* start Entries provided *
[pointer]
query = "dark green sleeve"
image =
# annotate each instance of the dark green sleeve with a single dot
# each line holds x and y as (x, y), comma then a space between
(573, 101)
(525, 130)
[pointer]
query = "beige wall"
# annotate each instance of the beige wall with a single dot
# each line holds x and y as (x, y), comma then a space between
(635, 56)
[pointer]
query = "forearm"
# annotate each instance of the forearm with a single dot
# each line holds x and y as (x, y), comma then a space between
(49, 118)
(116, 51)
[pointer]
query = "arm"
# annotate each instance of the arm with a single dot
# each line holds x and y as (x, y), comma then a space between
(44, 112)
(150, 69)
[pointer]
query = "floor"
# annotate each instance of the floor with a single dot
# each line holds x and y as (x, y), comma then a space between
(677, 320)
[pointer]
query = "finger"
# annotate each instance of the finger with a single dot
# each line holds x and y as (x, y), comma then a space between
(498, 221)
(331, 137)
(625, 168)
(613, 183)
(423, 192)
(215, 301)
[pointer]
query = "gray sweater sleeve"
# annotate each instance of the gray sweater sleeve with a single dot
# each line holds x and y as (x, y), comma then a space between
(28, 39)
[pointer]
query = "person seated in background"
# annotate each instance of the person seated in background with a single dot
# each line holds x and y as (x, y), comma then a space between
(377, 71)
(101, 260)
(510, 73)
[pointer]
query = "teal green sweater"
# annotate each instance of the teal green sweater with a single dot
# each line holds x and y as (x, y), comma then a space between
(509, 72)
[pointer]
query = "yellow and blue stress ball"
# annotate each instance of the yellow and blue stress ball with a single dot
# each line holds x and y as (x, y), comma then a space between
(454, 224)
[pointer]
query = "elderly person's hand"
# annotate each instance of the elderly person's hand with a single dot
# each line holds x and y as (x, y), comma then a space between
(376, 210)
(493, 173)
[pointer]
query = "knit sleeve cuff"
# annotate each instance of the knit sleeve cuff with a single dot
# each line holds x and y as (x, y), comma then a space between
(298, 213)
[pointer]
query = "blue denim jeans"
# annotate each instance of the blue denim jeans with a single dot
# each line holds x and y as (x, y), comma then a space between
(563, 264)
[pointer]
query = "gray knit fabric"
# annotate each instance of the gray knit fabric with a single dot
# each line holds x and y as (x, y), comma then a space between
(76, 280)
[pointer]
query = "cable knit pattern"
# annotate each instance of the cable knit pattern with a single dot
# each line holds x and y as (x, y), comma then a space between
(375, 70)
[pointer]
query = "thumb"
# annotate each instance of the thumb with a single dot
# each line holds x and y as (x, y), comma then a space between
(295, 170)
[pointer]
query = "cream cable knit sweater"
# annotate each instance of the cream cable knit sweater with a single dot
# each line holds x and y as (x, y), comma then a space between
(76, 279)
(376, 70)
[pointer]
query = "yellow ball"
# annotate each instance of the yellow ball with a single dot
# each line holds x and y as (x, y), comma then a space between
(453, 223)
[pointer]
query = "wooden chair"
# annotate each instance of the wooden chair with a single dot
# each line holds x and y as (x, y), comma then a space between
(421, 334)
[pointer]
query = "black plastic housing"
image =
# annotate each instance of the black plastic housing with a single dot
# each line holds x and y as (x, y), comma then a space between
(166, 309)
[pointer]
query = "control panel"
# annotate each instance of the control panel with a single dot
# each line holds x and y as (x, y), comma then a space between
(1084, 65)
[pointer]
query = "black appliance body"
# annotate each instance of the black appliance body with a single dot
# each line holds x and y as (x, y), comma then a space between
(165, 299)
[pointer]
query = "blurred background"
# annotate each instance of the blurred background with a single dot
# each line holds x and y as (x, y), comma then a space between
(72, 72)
* end Entries provided *
§ **Task directions**
Give back the data above exactly as it appears.

§ **Correct result**
[pointer]
query = "dark green sleeve"
image =
# annotate each instance of the dark green sleeve with a single dot
# each line holds x and y as (x, y), comma then a space between
(573, 101)
(525, 130)
[pointer]
query = "beige wall"
# annotate each instance of the beige wall with a single dot
# each line holds x and y as (x, y), comma then a space between
(635, 56)
[pointer]
query = "forearm"
# annotate each instance of the forearm with a single dot
# each line holds x and y as (x, y), comma then a space between
(49, 118)
(116, 51)
[pointer]
query = "arm"
# annotate each instance of the arm with a single dot
# each line holds x and y as (x, y), comma then a space between
(44, 112)
(150, 69)
[pointer]
query = "floor"
# annotate each instance of the floor with a single dot
# each line holds x and y as (x, y), comma then a space between
(677, 320)
[pointer]
query = "finger"
# annotate each instance of the finger with a single dot
# each line holds x and y as (x, y), comma then a space between
(498, 221)
(331, 137)
(625, 168)
(613, 183)
(423, 192)
(215, 301)
[pointer]
query = "gray sweater sleeve"
# annotate each instance of the gray sweater sleeve with a single dot
# each line holds x and y as (x, y), comma then a space between
(28, 39)
[pointer]
query = "person seated in background"
# annotate each instance of the person seated in background with a single dot
# each line holds x and y as (x, y), comma then a space between
(377, 71)
(101, 260)
(510, 73)
[pointer]
query = "teal green sweater"
# annotate each instance of the teal green sweater with a single dot
# each line holds x and y as (x, y), comma then a space between
(509, 72)
[pointer]
query = "yellow and blue stress ball"
# annotate each instance of the yellow and blue stress ball with a single dot
# each line holds x and y as (x, y), comma then a space between
(454, 224)
[pointer]
query = "elderly person's hand"
# annotate each instance of the elderly person's hand with a single dot
# each line holds x and y as (x, y), comma then a space between
(376, 210)
(493, 173)
[pointer]
query = "knit sleeve cuff"
# annotate each instance of the knit sleeve cuff with a single dot
# each line holds x and y as (x, y), comma then a space between
(298, 213)
[pointer]
query = "blue denim jeans"
# annotate each instance of the blue denim jeans with a single dot
# each line holds x and y as (x, y), comma then a space between
(563, 264)
[pointer]
query = "gray knit fabric"
# annotate each instance of the gray knit fabric with a single dot
# each line holds x and y as (x, y), comma then a space between
(76, 280)
[pointer]
query = "cable knit pattern"
# annotate each instance of the cable knit pattern with a single dot
# each line holds x and y as (x, y), comma then a space between
(375, 70)
[pointer]
query = "thumb"
# annotate each instance of the thumb with a single dot
# each line holds x and y as (x, y), comma then a space between
(295, 170)
[pointer]
query = "cream cable knit sweater"
# annotate each instance of the cream cable knit sweater with a single dot
# each line holds x and y as (x, y), comma then a space between
(76, 279)
(376, 70)
[pointer]
query = "yellow ball"
# annotate each instance of the yellow ball with a single dot
# each line holds x and y as (x, y), comma then a space between
(453, 223)
[pointer]
query = "wooden chair"
# annotate each instance of the wooden chair with a single dot
# each line holds x and y as (x, y), comma then a space between
(421, 334)
[pointer]
query = "black plastic housing"
image =
# annotate each instance of the black plastic housing with a single dot
# each line holds x and y as (x, y), comma then a space between
(166, 309)
[pointer]
query = "control panel"
# annotate each instance of the control panel with a single dot
# each line holds x and y as (x, y), comma then a space between
(1084, 65)
[pointer]
query = "black appliance body"
# annotate each instance of the black appliance body with a single dot
# each line holds x and y as (x, y), comma then a space between
(165, 299)
[pointer]
query = "blurred background"
# annotate each instance of the blurred background with a single dot
# each line holds x and y as (x, y), comma then a space between
(72, 72)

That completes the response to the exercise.